- CHALLENGE
Lay out the lines of the rows below as a Markdown table with the columns "No." and "Line", numbering each line and leaving out blank lines and pictures.

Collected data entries
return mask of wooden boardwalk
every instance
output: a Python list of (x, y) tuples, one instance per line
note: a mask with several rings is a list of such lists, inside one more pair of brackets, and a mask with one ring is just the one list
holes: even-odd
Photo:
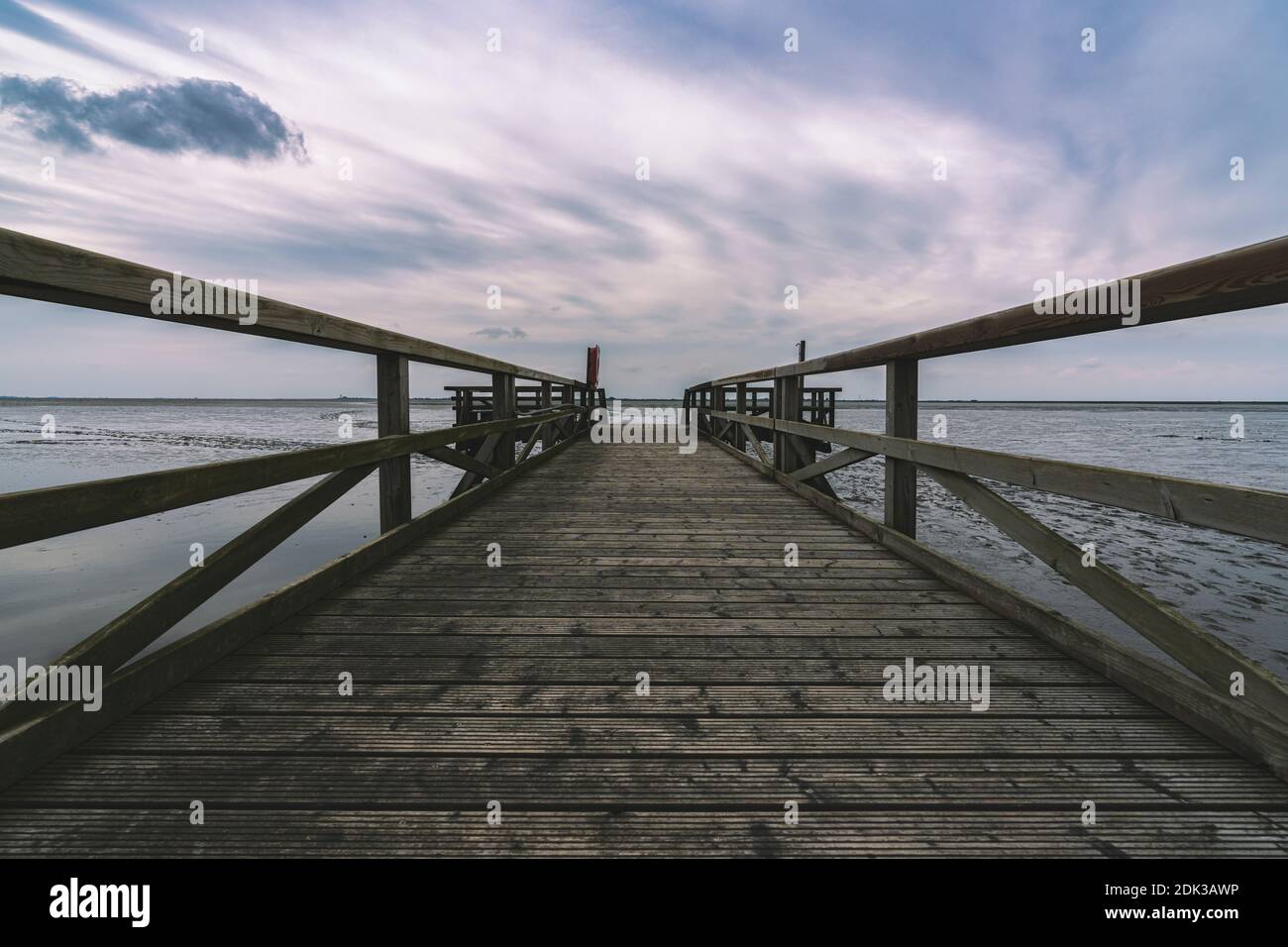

- THE SOLUTION
| No. | Line |
|---|---|
| 1 | return mask of wooden boardwalk |
| 2 | every instance |
| 3 | output: a Python list of (x, y) tuples, one instance per line |
| 4 | note: a mask with several rings is a list of such lists, inside one more pair of brackets, and a mask with one ring is just the one list |
| 5 | holes: even-odd |
| 6 | Photo: |